Natural language region descriptions:
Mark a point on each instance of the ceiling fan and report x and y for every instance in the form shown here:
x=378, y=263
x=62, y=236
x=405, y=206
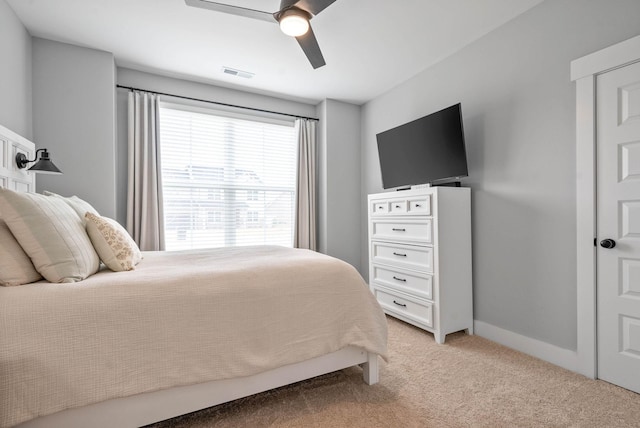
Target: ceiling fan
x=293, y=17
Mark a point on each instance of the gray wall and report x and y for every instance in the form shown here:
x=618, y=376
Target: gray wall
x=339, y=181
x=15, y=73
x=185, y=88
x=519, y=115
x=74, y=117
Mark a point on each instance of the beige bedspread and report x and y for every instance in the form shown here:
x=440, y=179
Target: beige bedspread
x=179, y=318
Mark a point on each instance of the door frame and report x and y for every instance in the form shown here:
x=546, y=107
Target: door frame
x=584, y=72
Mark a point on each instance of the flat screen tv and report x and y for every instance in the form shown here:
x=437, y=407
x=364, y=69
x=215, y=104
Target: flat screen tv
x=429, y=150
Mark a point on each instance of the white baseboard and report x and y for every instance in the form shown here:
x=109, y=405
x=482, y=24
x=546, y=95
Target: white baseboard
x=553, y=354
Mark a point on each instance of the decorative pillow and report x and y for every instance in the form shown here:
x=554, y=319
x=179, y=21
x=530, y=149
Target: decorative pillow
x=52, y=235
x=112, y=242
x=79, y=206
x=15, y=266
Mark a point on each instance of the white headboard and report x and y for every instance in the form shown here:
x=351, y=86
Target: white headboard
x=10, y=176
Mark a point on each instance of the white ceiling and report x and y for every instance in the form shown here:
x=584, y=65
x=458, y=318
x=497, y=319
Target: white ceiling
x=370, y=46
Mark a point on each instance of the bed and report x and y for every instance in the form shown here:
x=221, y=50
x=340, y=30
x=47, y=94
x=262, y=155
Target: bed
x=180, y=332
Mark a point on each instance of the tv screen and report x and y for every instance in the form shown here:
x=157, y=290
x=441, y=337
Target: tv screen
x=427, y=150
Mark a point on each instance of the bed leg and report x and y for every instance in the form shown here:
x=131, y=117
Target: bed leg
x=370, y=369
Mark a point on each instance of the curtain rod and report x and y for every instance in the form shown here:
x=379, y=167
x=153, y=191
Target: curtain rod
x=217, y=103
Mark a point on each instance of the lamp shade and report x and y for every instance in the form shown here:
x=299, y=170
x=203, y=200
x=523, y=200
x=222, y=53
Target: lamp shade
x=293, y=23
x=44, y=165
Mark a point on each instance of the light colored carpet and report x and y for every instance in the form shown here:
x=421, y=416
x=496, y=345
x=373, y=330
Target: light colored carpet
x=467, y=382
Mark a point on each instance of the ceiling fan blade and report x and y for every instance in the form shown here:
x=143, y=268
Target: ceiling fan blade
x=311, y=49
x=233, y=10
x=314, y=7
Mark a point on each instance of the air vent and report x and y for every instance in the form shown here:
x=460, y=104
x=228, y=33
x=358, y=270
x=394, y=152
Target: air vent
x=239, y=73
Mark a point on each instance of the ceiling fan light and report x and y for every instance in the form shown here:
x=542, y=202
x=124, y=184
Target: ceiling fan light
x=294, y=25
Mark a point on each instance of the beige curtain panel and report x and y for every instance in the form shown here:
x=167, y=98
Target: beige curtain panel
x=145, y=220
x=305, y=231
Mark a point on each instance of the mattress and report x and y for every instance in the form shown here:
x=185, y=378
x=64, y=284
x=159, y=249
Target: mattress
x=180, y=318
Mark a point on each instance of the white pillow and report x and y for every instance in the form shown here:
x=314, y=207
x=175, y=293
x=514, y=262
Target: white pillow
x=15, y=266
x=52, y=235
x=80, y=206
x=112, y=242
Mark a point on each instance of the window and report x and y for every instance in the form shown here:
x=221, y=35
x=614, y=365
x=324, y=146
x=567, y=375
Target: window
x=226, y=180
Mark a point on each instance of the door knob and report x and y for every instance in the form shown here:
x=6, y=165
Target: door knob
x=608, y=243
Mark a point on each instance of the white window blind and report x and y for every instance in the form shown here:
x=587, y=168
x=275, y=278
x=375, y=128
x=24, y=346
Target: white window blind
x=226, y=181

Action item
If a line falls between the first line of the records above and the line containing "Mark a point on each instance of the door frame", inclusive, retype it exactly; leave pictures out.

Response to this task
Mark a point on each instance of the ceiling fan and report x and y for every instance in the form shown here:
x=378, y=263
x=62, y=236
x=405, y=206
Target: ceiling fan
x=293, y=17
Mark a point on each instance of the gray wall and report x and y for every instance in the form shown here:
x=618, y=376
Target: gray wall
x=339, y=181
x=15, y=73
x=185, y=88
x=519, y=115
x=74, y=117
Mark a point on each instance of the beige bedspread and report x and y for every instance in the form shown here:
x=440, y=179
Target: beige bedspread
x=179, y=318
Mark a point on each instance of the door frame and report x and y for every instance in the form shown here:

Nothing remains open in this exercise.